Ricardo Castro é professor no Conservatório de Friburgo há 12 anos. swissinfo.ch

O pianista visita o País com freqüência. Mas revoltado com as condições existentes para a música erudita no Brasil, dá 1 ou 2 concertos por ano, no máximo.

Mesmo assim dedica-se em janeiro à oficina de Curitiba…

Em Curitiba, todo o mês de janeiro, Ricardo Castro dá, com prazer “master classes” numa cidade onde não existem condições financeiras, mas onde pelo menos ele diz sentir que o artista é respeitado: “Lá se encontra a elite dos professores, do País e do exterior, todos tratados do mesmo jeito”.

Uma motivação adicional é que o jovem brasileiro “tem fome de aprender, de aproveitar da oportunidade oferecida”. Na Europa, dadas as facilidades muito maiores, o interesse é menor, constata o pianista.

Conciliar a vida diária

Ricardo Castro tem opinião bem definida sobre o ensino, em particular no setor da arte. Em se tratando do piano, por exemplo, não basta “encher a cabeça do aluno com informações”, afirma. É preciso desenvolver o senso estético, transformá-lo em “artista na vida”.

O desafio maior para quem ensina seria aplicar uma pedagogia adequada ao aluno porque cada um deles é um mundo diferente: “Estamos diante de um ser humano que talvez tenha a solução. Estamos apenas ajudando a encontrá-la”.

Em Friburgo tem 7 alunos que com ele estudam virtuosidade. E no contato com os alunos sente a necessidade de “abrir a sensibilidade, a cabeça desses jovens, em particular para que aprendam que a vida prática não é diferente da vida de músico”.

Material fornecido ::
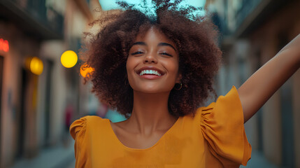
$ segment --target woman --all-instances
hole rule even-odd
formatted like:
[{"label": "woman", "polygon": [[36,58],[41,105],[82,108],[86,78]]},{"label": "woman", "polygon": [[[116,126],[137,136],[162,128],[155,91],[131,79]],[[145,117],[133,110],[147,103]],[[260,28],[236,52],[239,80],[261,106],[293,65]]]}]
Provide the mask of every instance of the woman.
[{"label": "woman", "polygon": [[155,1],[155,16],[128,9],[109,19],[82,55],[99,99],[128,119],[87,116],[70,128],[76,167],[238,167],[250,158],[243,123],[300,66],[300,36],[238,90],[207,107],[221,52],[194,8]]}]

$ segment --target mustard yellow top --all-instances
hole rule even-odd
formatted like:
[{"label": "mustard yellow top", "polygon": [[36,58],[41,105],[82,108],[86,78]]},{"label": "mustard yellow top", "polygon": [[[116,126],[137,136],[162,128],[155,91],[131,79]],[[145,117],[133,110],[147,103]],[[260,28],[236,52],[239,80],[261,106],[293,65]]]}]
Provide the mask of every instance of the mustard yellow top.
[{"label": "mustard yellow top", "polygon": [[239,167],[251,156],[243,114],[234,86],[216,102],[180,117],[152,147],[131,148],[115,136],[110,120],[86,116],[70,127],[76,167]]}]

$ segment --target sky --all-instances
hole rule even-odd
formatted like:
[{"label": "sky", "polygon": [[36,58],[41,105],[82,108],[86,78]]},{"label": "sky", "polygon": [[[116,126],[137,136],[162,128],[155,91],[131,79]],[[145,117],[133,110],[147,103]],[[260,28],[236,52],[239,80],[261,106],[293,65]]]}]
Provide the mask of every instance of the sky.
[{"label": "sky", "polygon": [[[99,0],[99,3],[101,5],[103,10],[110,10],[117,8],[117,5],[115,4],[117,0]],[[129,4],[139,4],[141,1],[138,0],[124,0]],[[151,0],[147,0],[148,4],[150,4]],[[189,4],[195,7],[204,7],[206,0],[185,0],[181,2],[180,4]]]}]

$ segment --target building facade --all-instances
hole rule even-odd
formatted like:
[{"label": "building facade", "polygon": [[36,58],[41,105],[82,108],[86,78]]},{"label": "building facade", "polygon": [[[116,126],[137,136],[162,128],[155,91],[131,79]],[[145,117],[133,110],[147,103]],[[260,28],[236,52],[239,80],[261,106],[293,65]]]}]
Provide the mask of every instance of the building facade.
[{"label": "building facade", "polygon": [[[88,111],[81,61],[66,69],[60,57],[78,52],[96,8],[96,0],[0,1],[0,167],[61,143],[68,104],[74,118]],[[33,57],[43,62],[40,75],[29,66]]]},{"label": "building facade", "polygon": [[[208,1],[220,20],[224,65],[219,92],[239,87],[300,33],[299,1]],[[270,72],[270,74],[272,72]],[[300,71],[246,124],[255,151],[278,167],[300,167]]]}]

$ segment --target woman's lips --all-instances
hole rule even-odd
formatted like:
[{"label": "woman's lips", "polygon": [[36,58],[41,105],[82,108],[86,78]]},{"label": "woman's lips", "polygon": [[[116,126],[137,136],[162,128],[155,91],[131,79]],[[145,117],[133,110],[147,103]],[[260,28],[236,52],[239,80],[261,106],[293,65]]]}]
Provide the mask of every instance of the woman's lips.
[{"label": "woman's lips", "polygon": [[157,78],[162,78],[162,76],[150,75],[150,74],[145,74],[145,75],[142,75],[142,76],[138,75],[138,76],[141,78],[145,78],[145,79],[157,79]]}]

Tarefas solicitadas ::
1 > Com base no trecho sobre Ricardo Castro, responda:
(a) Há quantos anos ele leciona no Conservatório de Friburgo?
(b) Em que mês ele ministra "master classes" em Curitiba?
(c) Quantos alunos estudam virtuosidade com ele em Friburgo?
2 > Redija a continuação do trecho sobre Ricardo Castro, começando logo após sua última frase.
A listagem não guarda relação com o trecho sobre Ricardo Castro.

Respostas por tarefa ::
1 >
(a) Há 12 anos.
(b) Em janeiro.
(c) Sete alunos.

2 >
Em função disso é preciso saber conciliar a vida pessoal com a vida de pianista porque “a própria relação humana pode enriquecer a vida de artista”, realça.

Dívida

É com esse espírito que Ricardo Castro ensina no Conservatório de Friburgo, onde fez concurso para professor com apenas 27 anos e onde já trabalha há 12. (Ele fala de sua experiência no site dele, no ítem Laboratório/ensino).

Ricardo estima ter uma dívida com a Suíça, onde jovem foi muito bem acolhido e apoiado na busca de uma oportunidade de fazer carreira artística. Em Genebra fez estudos de virtuosidade e, na época, lembra o artista, “não havia bolsa (e, em plena ditadura) nenhuma possibilidade de receber dinheiro dos pais. Ele retribui também essa dívida colaborando com duas fundações européias que ajudam jovens músicos.

Como professor ele sente liberdade total e acha que seu trabalho é respeitado. Tanto que diz se considerar num laboratório e não num conservatório. Condição que o artista valoriza muito num cantão (Friburgo) que “tem contato muito grande com a música”. Ricardo aprecia essa liberdade pelo fato de não suportar pressão: “Nem pressão do mercado, porque se me pressionarem, eu paro…”.

A relação do pianista Ricardo Castro com o Brasil é de amor e crítica. Se o País é seu jardim onde descansa, estima que lá o mundo da música erudita é relegado a segundo plano por desinteresse das autoridades.

Falta de condições

É justamente a falta de um clima semelhante que parece irritar o pianista no Brasil, onde, constata, há público, mas o desrespeito pela profissão é muito grande. Acrescenta não haver mercado suficiente “dentro de condições aceitáveis”, a começar pelos instrumentos, os preparativos, uma boa sala… Em suma, boas condições.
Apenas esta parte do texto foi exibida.